Return every one of the records below verbatim, line for line, and leave the pictures out of the output.

* Start Source material *

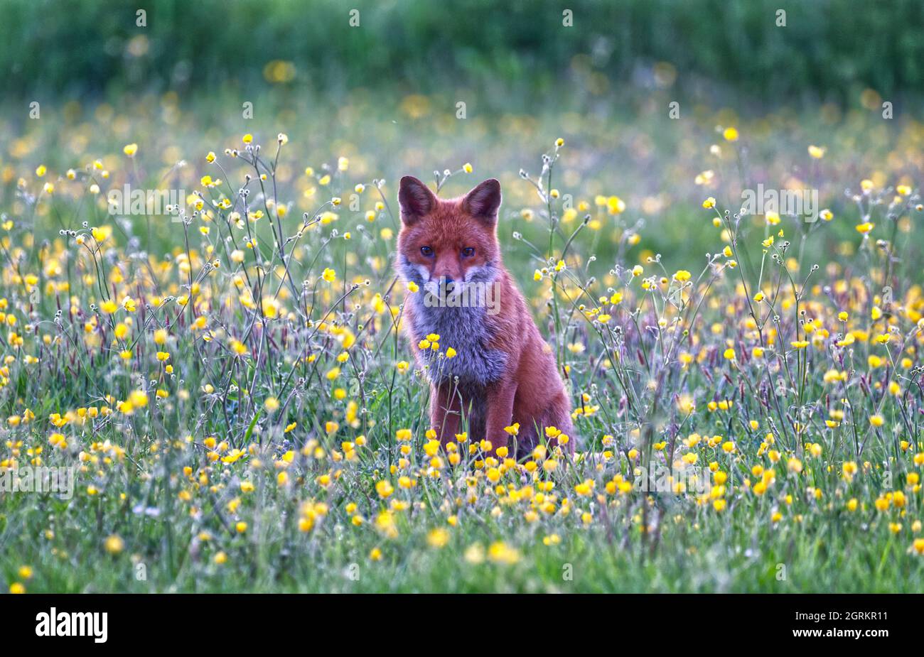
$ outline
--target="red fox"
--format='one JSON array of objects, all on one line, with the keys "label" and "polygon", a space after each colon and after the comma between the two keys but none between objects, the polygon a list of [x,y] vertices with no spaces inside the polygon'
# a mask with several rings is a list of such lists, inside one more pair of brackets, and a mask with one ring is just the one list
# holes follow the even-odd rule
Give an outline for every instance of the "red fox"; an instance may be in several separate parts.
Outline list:
[{"label": "red fox", "polygon": [[510,454],[529,454],[549,434],[550,445],[573,453],[571,403],[553,350],[501,259],[500,183],[486,180],[446,200],[406,175],[398,204],[396,269],[408,287],[419,288],[405,304],[404,324],[430,380],[440,441],[454,440],[464,418],[468,436],[488,440],[495,454],[516,424]]}]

* End Source material *

- In response
$ outline
--target="red fox"
--format='one JSON array of objects, all on one line, with the keys "label" and "polygon", a space after each colon and after the comma between the two keys but none between objects, the polygon a list of [x,y] vertices with no spaces inside the polygon'
# a mask with several rings is a list of such lists, inside one more pair of brackets, and a mask with one ring is just the one list
# holes follow the even-odd rule
Give an outline for every instance of the "red fox"; an instance may be in several separate parts.
Outline list:
[{"label": "red fox", "polygon": [[510,454],[529,454],[549,434],[550,445],[573,453],[571,403],[553,350],[501,259],[500,183],[486,180],[446,200],[406,175],[398,204],[396,269],[408,287],[419,288],[405,304],[404,324],[430,380],[440,441],[454,440],[464,418],[468,436],[488,440],[495,454],[516,424]]}]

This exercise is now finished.